(Collected data)
━━━━━━━━━━

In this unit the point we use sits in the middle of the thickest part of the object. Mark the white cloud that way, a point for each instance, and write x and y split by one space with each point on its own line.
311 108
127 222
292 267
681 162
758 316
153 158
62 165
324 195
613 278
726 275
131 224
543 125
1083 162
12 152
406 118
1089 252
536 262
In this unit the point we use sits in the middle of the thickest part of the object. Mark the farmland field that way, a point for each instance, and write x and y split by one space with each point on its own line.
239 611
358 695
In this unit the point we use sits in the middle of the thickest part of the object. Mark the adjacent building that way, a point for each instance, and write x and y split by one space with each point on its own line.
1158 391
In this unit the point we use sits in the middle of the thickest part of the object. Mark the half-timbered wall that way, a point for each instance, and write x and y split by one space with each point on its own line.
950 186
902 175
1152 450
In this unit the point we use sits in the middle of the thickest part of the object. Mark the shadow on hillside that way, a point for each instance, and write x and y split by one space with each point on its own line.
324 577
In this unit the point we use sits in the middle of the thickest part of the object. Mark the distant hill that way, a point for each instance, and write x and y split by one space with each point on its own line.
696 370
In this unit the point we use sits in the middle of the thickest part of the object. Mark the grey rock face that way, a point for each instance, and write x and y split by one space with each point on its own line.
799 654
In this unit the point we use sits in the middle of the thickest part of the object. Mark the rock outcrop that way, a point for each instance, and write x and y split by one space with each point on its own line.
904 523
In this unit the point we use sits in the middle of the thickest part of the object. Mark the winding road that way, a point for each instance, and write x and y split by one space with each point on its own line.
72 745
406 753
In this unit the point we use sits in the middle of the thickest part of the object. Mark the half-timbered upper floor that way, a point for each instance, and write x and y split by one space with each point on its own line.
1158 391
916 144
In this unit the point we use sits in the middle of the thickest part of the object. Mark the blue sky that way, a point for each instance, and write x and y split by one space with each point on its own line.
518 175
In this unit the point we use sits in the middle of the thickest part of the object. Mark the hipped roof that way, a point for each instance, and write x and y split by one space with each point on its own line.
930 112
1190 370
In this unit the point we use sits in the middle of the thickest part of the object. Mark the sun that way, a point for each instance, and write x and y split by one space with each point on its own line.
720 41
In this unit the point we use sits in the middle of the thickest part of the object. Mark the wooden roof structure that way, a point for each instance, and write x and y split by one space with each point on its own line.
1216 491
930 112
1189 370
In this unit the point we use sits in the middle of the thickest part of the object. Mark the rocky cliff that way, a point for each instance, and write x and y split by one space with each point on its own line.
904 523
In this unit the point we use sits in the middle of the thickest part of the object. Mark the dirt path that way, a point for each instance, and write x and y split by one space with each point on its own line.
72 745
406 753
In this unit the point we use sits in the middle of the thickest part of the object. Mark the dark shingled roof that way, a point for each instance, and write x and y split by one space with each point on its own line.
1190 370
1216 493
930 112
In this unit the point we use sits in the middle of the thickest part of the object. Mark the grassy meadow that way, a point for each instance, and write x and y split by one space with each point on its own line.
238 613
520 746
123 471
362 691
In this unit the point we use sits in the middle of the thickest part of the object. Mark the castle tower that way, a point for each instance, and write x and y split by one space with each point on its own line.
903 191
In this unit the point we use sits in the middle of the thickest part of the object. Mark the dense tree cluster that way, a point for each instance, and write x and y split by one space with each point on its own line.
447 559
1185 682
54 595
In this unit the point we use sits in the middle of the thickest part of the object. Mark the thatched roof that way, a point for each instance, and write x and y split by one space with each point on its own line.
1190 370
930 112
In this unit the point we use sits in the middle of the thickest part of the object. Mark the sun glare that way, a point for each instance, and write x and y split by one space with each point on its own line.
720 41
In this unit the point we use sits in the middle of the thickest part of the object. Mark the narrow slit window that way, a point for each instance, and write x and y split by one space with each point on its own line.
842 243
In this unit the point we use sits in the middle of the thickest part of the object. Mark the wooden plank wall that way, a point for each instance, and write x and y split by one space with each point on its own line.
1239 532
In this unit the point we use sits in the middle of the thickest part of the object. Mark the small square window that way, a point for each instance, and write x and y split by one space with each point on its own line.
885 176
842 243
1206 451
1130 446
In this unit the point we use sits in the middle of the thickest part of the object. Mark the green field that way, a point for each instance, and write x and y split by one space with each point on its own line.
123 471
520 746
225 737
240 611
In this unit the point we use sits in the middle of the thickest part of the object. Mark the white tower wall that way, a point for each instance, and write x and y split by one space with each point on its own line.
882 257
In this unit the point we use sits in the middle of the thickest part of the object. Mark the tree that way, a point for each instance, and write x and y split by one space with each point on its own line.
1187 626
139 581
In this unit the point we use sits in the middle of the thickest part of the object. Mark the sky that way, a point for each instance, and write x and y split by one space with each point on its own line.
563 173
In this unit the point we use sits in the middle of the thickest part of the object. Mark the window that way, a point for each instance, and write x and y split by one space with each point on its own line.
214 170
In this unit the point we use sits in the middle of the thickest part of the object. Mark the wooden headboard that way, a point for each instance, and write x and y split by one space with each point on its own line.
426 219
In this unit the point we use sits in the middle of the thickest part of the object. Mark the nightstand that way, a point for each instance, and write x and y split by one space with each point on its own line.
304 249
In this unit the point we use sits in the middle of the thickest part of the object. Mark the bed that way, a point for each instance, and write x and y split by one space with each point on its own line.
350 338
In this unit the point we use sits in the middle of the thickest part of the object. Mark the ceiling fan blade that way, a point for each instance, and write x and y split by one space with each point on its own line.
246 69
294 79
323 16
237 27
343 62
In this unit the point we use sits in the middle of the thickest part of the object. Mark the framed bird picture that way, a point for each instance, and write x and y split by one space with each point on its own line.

━━━━━━━━━━

WRITTEN TASK:
Return, unchanged, each line from the line containing "Mark the nightstand" through the last line of the material.

SOLUTION TO THIS TASK:
In this unit the point we use sits in the middle of the thickest part of the object. Mark the nightstand that way, a point for each instance, and write x and y split by one space with each point on its own line.
304 249
In this unit the point we use sits in the middle of the thickest part of the object. Mark the bed that way, a point for each instance, and write x and y split by one space with each point on its own line.
350 338
In this unit the point we use sits in the middle of the thickest part of the object. Mark the ceiling fan blade that way, a point for each instance, and write x and y split by one space with each point on its own line.
246 69
294 79
323 16
237 27
343 62
In this unit the point we use sits in the middle of the thickest part of the object. Mark the framed bird picture that way, a point for each instance, and write x and y split by one space with each point on its own line.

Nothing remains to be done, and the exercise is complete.